**Aim of the exercise:**
Every entry that follows needs to be repeated exactly.

[Bounding box annotation entries]
---------------

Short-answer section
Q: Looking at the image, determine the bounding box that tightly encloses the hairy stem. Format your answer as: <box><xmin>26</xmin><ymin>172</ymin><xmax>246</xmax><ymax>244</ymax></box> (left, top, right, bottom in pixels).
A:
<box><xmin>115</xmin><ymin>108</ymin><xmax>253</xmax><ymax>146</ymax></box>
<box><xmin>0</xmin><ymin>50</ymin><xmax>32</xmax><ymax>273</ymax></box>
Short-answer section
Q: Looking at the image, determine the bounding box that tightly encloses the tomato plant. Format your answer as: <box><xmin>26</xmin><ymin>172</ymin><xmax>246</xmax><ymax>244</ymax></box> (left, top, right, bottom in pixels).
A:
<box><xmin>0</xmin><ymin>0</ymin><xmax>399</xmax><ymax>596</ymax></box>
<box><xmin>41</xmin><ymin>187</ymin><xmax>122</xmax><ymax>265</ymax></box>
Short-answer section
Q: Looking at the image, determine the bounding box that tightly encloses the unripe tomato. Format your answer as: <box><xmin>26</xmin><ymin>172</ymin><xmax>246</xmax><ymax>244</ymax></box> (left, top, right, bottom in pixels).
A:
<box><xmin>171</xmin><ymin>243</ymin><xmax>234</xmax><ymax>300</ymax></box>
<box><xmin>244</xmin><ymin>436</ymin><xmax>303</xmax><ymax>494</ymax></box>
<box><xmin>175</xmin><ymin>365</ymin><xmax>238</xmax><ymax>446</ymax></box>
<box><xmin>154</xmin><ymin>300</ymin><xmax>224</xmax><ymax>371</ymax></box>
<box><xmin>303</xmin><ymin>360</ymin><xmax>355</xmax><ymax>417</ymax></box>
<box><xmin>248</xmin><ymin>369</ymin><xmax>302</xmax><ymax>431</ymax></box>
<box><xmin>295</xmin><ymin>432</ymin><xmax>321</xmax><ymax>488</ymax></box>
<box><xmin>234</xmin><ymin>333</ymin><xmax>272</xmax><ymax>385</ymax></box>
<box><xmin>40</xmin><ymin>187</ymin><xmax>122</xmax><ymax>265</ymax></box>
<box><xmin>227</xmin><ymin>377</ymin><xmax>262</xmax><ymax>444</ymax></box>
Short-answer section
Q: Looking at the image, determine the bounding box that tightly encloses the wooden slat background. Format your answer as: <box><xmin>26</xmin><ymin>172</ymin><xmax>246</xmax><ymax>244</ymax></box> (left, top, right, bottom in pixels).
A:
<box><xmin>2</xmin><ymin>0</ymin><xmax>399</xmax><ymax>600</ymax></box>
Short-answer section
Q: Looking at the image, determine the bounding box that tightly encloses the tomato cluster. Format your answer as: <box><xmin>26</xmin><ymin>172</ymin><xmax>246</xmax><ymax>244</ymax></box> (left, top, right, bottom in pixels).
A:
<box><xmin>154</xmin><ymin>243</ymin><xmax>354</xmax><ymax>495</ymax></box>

---------------

**Response:**
Short-answer section
Q: Looking at the image, determine the bounding box that tightly encloses the hairy stem. Format your answer as: <box><xmin>26</xmin><ymin>172</ymin><xmax>246</xmax><ymax>244</ymax></box> (left, top, right, bottom in pixels).
A:
<box><xmin>115</xmin><ymin>108</ymin><xmax>253</xmax><ymax>146</ymax></box>
<box><xmin>0</xmin><ymin>50</ymin><xmax>32</xmax><ymax>273</ymax></box>
Short-answer section
Q: Looking at the image, determine the bounding box that tightly encloses the tomato plant. Format your answer as: <box><xmin>26</xmin><ymin>172</ymin><xmax>246</xmax><ymax>244</ymax></box> (left, top, right, bottom in pixels).
A:
<box><xmin>0</xmin><ymin>0</ymin><xmax>399</xmax><ymax>596</ymax></box>
<box><xmin>41</xmin><ymin>187</ymin><xmax>122</xmax><ymax>265</ymax></box>
Short-answer section
Q: Looking at the image, determine the bounding box that tightly encloses the unripe tomato. Format your answer as: <box><xmin>26</xmin><ymin>172</ymin><xmax>246</xmax><ymax>244</ymax></box> (left, top, right, bottom in pixels).
A:
<box><xmin>171</xmin><ymin>243</ymin><xmax>234</xmax><ymax>300</ymax></box>
<box><xmin>244</xmin><ymin>436</ymin><xmax>303</xmax><ymax>494</ymax></box>
<box><xmin>175</xmin><ymin>365</ymin><xmax>238</xmax><ymax>446</ymax></box>
<box><xmin>154</xmin><ymin>300</ymin><xmax>224</xmax><ymax>371</ymax></box>
<box><xmin>303</xmin><ymin>360</ymin><xmax>355</xmax><ymax>417</ymax></box>
<box><xmin>248</xmin><ymin>369</ymin><xmax>302</xmax><ymax>431</ymax></box>
<box><xmin>295</xmin><ymin>432</ymin><xmax>321</xmax><ymax>488</ymax></box>
<box><xmin>234</xmin><ymin>333</ymin><xmax>272</xmax><ymax>385</ymax></box>
<box><xmin>40</xmin><ymin>187</ymin><xmax>122</xmax><ymax>265</ymax></box>
<box><xmin>227</xmin><ymin>377</ymin><xmax>262</xmax><ymax>444</ymax></box>
Short-answer section
Q: Looking at the image, determine the bounding box that tightly encloses the wooden slat background. Format your answer as: <box><xmin>26</xmin><ymin>172</ymin><xmax>246</xmax><ymax>244</ymax></box> (left, top, right, bottom in pixels).
A:
<box><xmin>2</xmin><ymin>0</ymin><xmax>399</xmax><ymax>600</ymax></box>
Short-answer section
Q: Looking at the image, determine the bounding box that tightly encloses the tomato cluster. Format your answer as: <box><xmin>26</xmin><ymin>172</ymin><xmax>246</xmax><ymax>244</ymax></box> (left, top, right, bottom in pixels).
A:
<box><xmin>154</xmin><ymin>243</ymin><xmax>354</xmax><ymax>495</ymax></box>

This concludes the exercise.